◆ TASK A
From the discussion of a horse's lameness after shoeing, list every kind of professional the owner plans to bring out.
◆ TASK B
In the discussion of a horse's lameness after shoeing, what does the replier think causes the lameness?
◆ TASK C
Continue the discussion of the horse's lameness after shoeing from its last line.

◆ STUDY TEXT
Thank you for the reply Mark,
The lameness issue is that the next morning after a shoeing he is lame, then as time goes by he gets better and better.
I'll stick with my original guess regarding lameness post shoeing. Sole pressure. Photos suggest he is hot fitting. Nothing wrong with that but if he's not forging sole relief into the shoe it can certainly leave a horse lame. Assure he does not carve relief into the sole. Forge it into the shoe!
For about 2-3 weeks after shoeing I don't do much of anything with him, just turn outs because he isn't rideable. He doesn't stay that lame, whether it improves as his hoof grows out or he gets used to it I am unsure.
As new horn grows out the pressure at the live sole is somewhat relieved. Continued failure to relieve pressure incurs a risk of sub-solar abscess.
I am aware that his initial problem may not be caused by the farrier,...
If the horse is worse after the shoeing than before, the farrier needs to take responsibility.
As far as I know about shoeing, the horse should not be worse after one. If the horse is off, it should not get any worse. I'm not expecting him to fix my horse's lameness issues.
The farrier can't make a 20 year old horse younger nor can he cure sidebone, ringbone or any of the other arthritic changes that may be present but he certainly should not add to or exaggerate those issues.
I have considered saddle fit, side bone, farrier work and old age/arthritis are all possibilities.
If the horse is worse after shoeing than before, there's little need to consider issues other than the farrier's work. If my work lames a horse or worsens it's condition, I take responsibility for the problem.
Its all a matter of time before I can get the vet, farrier, chiropractic, and saddle fitter out. I have to go on a payday by payday basis.

◆ ENTRIES SHOWN

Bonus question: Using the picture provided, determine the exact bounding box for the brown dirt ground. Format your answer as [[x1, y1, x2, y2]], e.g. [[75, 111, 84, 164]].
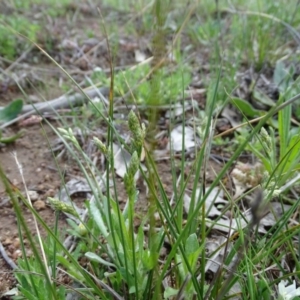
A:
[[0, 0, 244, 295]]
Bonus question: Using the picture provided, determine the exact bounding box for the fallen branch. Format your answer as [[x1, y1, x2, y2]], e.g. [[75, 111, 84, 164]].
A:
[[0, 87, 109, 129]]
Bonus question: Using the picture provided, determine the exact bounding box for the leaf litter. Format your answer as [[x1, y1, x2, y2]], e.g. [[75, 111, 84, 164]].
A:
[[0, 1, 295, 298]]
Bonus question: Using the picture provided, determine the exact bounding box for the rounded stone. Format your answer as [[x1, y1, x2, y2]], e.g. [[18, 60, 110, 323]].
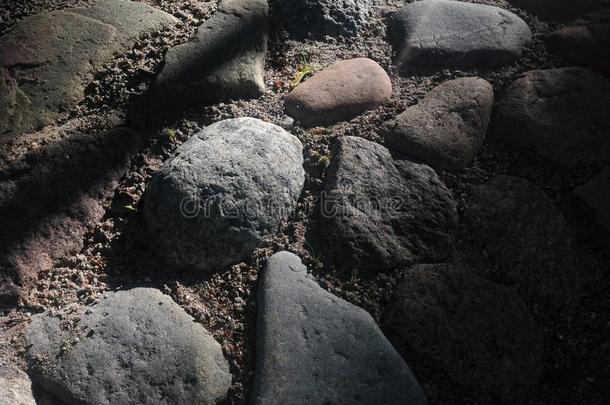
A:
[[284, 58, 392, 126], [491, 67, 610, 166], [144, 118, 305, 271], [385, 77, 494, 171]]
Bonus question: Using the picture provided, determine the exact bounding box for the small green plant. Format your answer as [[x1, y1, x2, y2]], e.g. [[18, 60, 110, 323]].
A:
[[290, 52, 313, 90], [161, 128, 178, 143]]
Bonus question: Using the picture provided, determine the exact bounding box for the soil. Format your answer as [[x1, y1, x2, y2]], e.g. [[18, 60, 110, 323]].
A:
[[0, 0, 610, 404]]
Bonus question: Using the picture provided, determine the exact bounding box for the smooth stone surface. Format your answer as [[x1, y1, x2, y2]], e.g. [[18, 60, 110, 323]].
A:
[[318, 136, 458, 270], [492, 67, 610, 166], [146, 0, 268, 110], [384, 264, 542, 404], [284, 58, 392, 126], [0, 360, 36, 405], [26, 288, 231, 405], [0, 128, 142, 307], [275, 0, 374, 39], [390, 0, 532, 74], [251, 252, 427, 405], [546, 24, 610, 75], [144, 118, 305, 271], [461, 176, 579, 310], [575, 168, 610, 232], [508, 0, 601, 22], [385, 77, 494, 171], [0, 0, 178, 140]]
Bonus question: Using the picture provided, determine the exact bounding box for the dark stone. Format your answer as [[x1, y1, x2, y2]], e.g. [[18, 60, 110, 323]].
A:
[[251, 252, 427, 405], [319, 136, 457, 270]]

...

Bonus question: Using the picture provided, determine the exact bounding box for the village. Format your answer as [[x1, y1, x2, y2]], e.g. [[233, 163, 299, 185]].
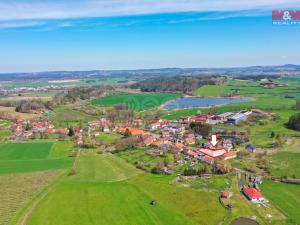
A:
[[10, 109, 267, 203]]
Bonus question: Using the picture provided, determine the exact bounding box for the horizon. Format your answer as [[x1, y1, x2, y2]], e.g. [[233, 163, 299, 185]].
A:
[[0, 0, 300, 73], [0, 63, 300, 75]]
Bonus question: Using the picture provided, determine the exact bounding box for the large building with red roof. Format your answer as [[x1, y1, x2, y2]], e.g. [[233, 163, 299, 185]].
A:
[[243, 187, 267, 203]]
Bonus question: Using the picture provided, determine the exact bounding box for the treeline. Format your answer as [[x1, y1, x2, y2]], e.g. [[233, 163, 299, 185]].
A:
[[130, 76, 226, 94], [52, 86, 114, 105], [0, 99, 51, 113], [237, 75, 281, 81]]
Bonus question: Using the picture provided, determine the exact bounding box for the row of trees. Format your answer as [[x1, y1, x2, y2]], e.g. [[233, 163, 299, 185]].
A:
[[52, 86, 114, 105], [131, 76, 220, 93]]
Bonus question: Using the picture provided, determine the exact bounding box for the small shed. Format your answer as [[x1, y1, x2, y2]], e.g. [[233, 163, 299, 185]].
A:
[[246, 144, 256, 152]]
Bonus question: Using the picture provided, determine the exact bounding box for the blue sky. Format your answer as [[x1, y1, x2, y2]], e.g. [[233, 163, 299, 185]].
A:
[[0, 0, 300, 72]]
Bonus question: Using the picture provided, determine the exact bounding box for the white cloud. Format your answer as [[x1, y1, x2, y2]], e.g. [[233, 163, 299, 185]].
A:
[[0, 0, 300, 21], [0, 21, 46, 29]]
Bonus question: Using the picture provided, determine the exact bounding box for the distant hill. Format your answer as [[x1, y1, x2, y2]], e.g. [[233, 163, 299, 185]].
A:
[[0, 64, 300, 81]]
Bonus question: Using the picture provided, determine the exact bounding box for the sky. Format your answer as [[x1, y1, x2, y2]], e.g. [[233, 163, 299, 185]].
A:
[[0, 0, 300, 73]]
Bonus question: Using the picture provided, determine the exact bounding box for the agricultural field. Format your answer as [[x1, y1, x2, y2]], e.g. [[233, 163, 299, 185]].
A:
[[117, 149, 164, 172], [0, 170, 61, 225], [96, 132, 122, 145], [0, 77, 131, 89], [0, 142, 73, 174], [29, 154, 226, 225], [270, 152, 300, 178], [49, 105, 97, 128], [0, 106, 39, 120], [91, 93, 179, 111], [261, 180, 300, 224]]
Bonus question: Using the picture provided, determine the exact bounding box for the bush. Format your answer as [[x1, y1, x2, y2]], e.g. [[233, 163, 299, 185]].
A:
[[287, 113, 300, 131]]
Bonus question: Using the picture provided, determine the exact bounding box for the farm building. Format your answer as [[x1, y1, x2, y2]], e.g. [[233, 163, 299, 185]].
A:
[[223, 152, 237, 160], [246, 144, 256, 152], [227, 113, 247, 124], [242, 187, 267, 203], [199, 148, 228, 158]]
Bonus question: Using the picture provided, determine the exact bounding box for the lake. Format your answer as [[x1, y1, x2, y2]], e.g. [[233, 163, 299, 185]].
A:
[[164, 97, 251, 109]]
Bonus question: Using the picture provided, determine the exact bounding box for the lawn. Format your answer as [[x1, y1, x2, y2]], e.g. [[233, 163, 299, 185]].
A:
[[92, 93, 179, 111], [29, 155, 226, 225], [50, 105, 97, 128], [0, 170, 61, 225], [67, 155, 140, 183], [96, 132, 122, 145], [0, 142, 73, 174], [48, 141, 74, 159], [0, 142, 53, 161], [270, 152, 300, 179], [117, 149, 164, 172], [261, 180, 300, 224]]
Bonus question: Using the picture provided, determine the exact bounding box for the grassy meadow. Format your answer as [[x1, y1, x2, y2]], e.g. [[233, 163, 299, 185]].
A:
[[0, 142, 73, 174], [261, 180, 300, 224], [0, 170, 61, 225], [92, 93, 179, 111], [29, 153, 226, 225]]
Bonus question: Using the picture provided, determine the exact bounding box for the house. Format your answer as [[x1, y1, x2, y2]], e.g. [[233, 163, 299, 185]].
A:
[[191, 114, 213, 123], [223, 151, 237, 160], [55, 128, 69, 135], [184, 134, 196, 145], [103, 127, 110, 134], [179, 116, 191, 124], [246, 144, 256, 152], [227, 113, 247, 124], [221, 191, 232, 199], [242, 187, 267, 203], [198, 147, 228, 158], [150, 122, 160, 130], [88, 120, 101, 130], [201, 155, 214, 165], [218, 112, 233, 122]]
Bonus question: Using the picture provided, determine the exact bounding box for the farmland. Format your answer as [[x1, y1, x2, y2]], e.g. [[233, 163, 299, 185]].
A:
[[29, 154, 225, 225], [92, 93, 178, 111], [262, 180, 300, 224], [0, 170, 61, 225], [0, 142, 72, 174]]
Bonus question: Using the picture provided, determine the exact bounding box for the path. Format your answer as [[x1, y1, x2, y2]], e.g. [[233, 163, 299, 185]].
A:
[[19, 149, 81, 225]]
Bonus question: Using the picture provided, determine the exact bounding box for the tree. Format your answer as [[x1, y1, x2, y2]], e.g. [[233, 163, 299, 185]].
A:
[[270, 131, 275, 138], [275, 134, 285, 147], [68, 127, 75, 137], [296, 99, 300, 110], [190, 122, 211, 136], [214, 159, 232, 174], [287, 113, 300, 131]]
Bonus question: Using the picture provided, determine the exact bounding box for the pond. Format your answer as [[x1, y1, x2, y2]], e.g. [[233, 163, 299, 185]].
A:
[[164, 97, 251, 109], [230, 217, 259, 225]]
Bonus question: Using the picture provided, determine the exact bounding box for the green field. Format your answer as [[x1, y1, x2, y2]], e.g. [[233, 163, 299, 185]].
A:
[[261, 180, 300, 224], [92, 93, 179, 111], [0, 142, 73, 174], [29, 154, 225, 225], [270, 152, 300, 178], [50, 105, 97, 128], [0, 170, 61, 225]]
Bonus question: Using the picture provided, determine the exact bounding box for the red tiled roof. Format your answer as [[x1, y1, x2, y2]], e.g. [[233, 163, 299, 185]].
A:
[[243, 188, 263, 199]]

◆ WRITTEN REPLY A
vet, farrier, chiropractic, saddle fitter

◆ WRITTEN REPLY B
Sole pressure.

◆ WRITTEN REPLY C
I'd skip the chiro and saddle fitter. Focus on a good set of radiographs and the problems with the farrier. If the farrier is inattentive to the problems, it makes sense to seek another practitioner that will address what needs the horse has.
I wasn't horribly concerned about the hole, more of found it as a surprise, if it was an abscess or whiteline infection I would like to know about it. I want to know what is going on with my horse and if something is off, I want to know about it.
Under no circumstances do I ever fail to notify an owner of any significant issues I may encounter. Moreover, I prefer to have the owner present when I'm working on their horse and share that policy in advance. It is an unusual circumstance when I work on a horse without the owner present.
I have specifically left messages asking for a meeting time and letting him know exactly when I am available to answer the phone, I would expect him to possibly leave a message and try and do the same except calling me at the exact same time of day, the few times he has responded.
No good answer for this. Sounds like you did your part. If he is unresponsive, find someone that takes their business more serious.
He is one of the more expensive farriers in the area, am I wrong to expect better service than I am getting? I always try to look at it from his point of view to see why things are going the way they are, but I am coming down to a point where I just want what is best for my horse. I want to eliminate all possibilities of what could be causing his soreness.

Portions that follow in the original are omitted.